§ BRIEF: Transcribe the part of the article on age, smoking, and neurocognition in alcohol dependence from "Cross-sectional performances of" up to and including "time of assessment.".

§ SOURCE TEXT:
Neurocognition in 1-Month-Abstinent Treatment-Seeking Alcohol-Dependent Individuals: Interactive Effects of Age and Chronic Cigarette Smoking
Article first published online: 17 MAY 2013
Copyright © 2013 by the Research Society on Alcoholism
Alcoholism: Clinical and Experimental Research
Volume 37, Issue 10, pages 1794–1803, October 2013
How to Cite
Durazzo, T. C., Pennington, D. L., Schmidt, T. P., Mon, A., Abé, C. and Meyerhoff, D. J. (2013), Neurocognition in 1-Month-Abstinent Treatment-Seeking Alcohol-Dependent Individuals: Interactive Effects of Age and Chronic Cigarette Smoking. Alcoholism: Clinical and Experimental Research, 37: 1794–1803. doi: 10.1111/acer.12140
- Issue published online: 3 OCT 2013
- Article first published online: 17 MAY 2013
- Manuscript Accepted: 7 MAR 2013
- Manuscript Received: 6 DEC 2012
- National Institutes of Health. Grant Numbers: DA24136, AA10788
- Alcohol Use Disorders;
- Cigarette Smoking;
- Alcohol Dependence;
Increasing age and chronic cigarette smoking are independently associated with adverse effects on multiple aspects of neurocognition in those seeking treatment for alcohol use disorders. However, the potential interactive effects of age and cigarette smoking on neurocognition in early abstinent alcohol-dependent individuals (ALC) have not investigated.
Cross-sectional performances of never-smoking healthy comparison participants (nvsCOM; n = 39) and 1-month-abstinent, treatment-seeking, never-smoking (nvsALC; n = 30), former-smoking (fsALC; n = 21), and actively smoking (asALC; n = 68) ALC were compared on a comprehensive neurocognitive battery. Domains of functioning evaluated were cognitive efficiency, executive functions, fine motor skills, general intelligence, learning and memory, processing speed, visuospatial functions and working memory. Participants were between 26 and 71 years of age at the time of assessment.

§ GIVEN RECORDS:
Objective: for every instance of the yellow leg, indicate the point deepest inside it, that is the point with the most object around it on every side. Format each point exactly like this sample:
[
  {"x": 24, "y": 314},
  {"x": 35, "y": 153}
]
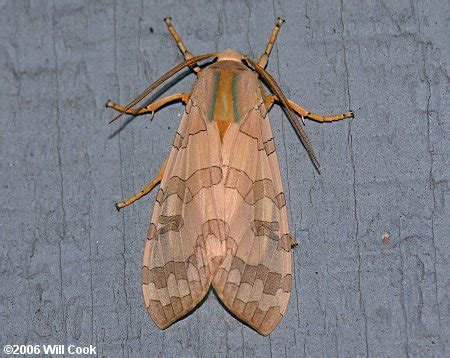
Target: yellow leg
[
  {"x": 151, "y": 108},
  {"x": 145, "y": 191},
  {"x": 265, "y": 56},
  {"x": 270, "y": 99},
  {"x": 187, "y": 55}
]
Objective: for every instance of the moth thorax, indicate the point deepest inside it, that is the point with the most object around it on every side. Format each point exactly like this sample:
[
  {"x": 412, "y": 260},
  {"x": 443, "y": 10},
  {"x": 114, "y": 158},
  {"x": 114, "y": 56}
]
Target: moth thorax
[{"x": 230, "y": 55}]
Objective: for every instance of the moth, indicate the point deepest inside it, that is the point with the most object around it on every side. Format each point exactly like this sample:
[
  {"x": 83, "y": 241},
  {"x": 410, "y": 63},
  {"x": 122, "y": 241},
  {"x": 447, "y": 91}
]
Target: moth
[{"x": 220, "y": 215}]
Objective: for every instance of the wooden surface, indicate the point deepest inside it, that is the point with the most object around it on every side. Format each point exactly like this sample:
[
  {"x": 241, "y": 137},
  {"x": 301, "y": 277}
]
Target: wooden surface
[{"x": 70, "y": 265}]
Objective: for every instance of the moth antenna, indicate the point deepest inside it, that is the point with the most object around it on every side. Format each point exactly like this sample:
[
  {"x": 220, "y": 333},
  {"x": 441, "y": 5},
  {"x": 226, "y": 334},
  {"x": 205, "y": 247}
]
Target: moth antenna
[
  {"x": 161, "y": 80},
  {"x": 265, "y": 56},
  {"x": 273, "y": 85}
]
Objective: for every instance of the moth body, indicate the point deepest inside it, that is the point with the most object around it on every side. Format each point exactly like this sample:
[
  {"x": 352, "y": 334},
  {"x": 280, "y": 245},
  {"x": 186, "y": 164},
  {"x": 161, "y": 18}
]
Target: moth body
[{"x": 220, "y": 217}]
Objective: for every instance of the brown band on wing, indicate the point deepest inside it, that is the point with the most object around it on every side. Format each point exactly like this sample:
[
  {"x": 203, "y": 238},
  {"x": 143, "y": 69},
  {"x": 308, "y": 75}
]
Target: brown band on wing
[
  {"x": 269, "y": 146},
  {"x": 171, "y": 223},
  {"x": 178, "y": 141},
  {"x": 186, "y": 190},
  {"x": 265, "y": 228},
  {"x": 250, "y": 191}
]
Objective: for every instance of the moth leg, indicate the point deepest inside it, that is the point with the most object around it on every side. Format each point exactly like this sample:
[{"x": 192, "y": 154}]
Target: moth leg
[
  {"x": 187, "y": 55},
  {"x": 151, "y": 108},
  {"x": 265, "y": 56},
  {"x": 148, "y": 188},
  {"x": 303, "y": 113}
]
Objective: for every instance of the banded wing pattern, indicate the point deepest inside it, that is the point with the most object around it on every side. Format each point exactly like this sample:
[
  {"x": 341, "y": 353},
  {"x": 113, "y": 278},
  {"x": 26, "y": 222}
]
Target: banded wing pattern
[
  {"x": 254, "y": 279},
  {"x": 220, "y": 215},
  {"x": 186, "y": 232}
]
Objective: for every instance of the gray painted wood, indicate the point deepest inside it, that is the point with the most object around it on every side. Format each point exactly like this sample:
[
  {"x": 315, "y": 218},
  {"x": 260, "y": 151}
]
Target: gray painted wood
[{"x": 70, "y": 264}]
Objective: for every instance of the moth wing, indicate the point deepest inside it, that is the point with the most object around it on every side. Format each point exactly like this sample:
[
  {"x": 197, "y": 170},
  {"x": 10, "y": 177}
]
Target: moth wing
[
  {"x": 254, "y": 279},
  {"x": 184, "y": 241}
]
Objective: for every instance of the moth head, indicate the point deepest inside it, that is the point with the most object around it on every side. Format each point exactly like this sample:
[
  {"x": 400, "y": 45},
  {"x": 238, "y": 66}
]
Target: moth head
[{"x": 230, "y": 55}]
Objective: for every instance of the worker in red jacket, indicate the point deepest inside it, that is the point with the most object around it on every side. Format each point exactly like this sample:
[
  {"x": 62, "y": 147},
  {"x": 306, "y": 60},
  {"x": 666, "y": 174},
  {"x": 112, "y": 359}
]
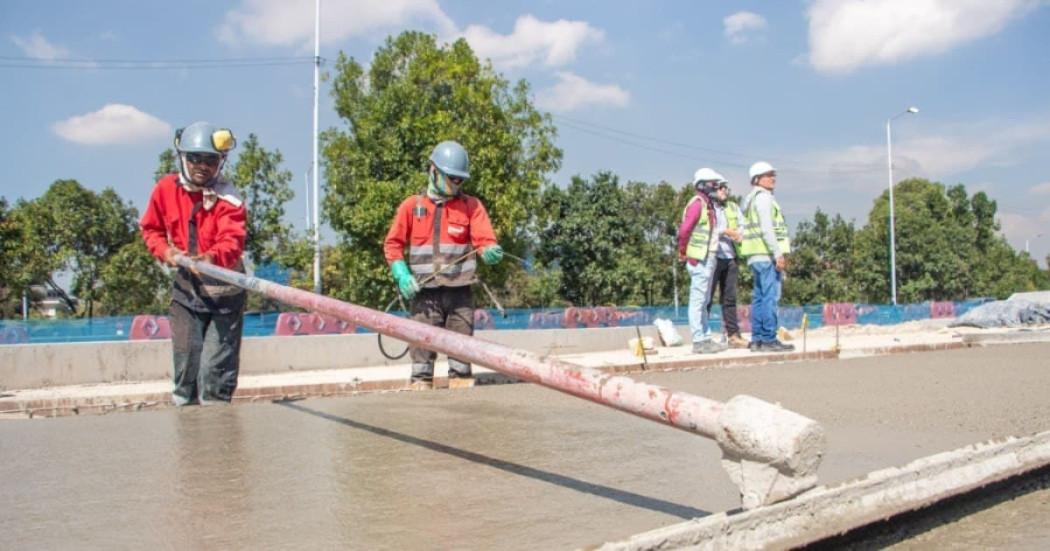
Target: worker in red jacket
[
  {"x": 439, "y": 229},
  {"x": 196, "y": 213}
]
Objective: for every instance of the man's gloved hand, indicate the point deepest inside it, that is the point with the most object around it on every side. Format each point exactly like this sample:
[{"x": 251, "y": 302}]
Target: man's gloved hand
[
  {"x": 405, "y": 281},
  {"x": 491, "y": 254}
]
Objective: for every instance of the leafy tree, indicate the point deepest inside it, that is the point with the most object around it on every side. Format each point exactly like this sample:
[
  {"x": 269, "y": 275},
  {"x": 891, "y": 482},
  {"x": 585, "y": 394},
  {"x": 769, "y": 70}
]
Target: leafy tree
[
  {"x": 11, "y": 283},
  {"x": 414, "y": 94},
  {"x": 132, "y": 282},
  {"x": 258, "y": 175},
  {"x": 596, "y": 237},
  {"x": 821, "y": 261}
]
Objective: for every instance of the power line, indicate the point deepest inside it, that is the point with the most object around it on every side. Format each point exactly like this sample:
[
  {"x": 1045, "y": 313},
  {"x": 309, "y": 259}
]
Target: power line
[
  {"x": 140, "y": 64},
  {"x": 605, "y": 131}
]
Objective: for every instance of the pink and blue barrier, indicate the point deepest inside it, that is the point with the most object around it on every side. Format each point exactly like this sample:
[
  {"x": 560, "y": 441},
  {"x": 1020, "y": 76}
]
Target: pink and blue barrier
[{"x": 293, "y": 323}]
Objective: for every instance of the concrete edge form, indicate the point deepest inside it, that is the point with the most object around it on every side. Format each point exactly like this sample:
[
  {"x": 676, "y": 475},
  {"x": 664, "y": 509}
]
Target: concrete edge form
[
  {"x": 825, "y": 512},
  {"x": 133, "y": 396}
]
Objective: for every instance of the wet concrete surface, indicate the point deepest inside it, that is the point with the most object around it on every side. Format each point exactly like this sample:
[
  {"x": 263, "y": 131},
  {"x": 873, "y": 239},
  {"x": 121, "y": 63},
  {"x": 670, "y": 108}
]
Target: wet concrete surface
[{"x": 508, "y": 467}]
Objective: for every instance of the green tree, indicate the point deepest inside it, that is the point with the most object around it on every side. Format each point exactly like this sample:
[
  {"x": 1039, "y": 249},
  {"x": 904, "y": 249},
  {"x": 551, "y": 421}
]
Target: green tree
[
  {"x": 414, "y": 94},
  {"x": 132, "y": 282},
  {"x": 821, "y": 261},
  {"x": 591, "y": 234},
  {"x": 11, "y": 284},
  {"x": 258, "y": 175}
]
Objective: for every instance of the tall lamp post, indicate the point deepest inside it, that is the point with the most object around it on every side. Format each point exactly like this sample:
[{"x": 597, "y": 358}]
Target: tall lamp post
[
  {"x": 893, "y": 236},
  {"x": 1026, "y": 242}
]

§ EXERCISE SOLUTION:
Cross-sectional performances of never-smoking healthy comparison participants (nvsCOM; n = 39) and 1-month-abstinent, treatment-seeking, never-smoking (nvsALC; n = 30), former-smoking (fsALC; n = 21), and actively smoking (asALC; n = 68) ALC were compared on a comprehensive neurocognitive battery. Domains of functioning evaluated were cognitive efficiency, executive functions, fine motor skills, general intelligence, learning and memory, processing speed, visuospatial functions and working memory. Participants were between 26 and 71 years of age at the time of assessment.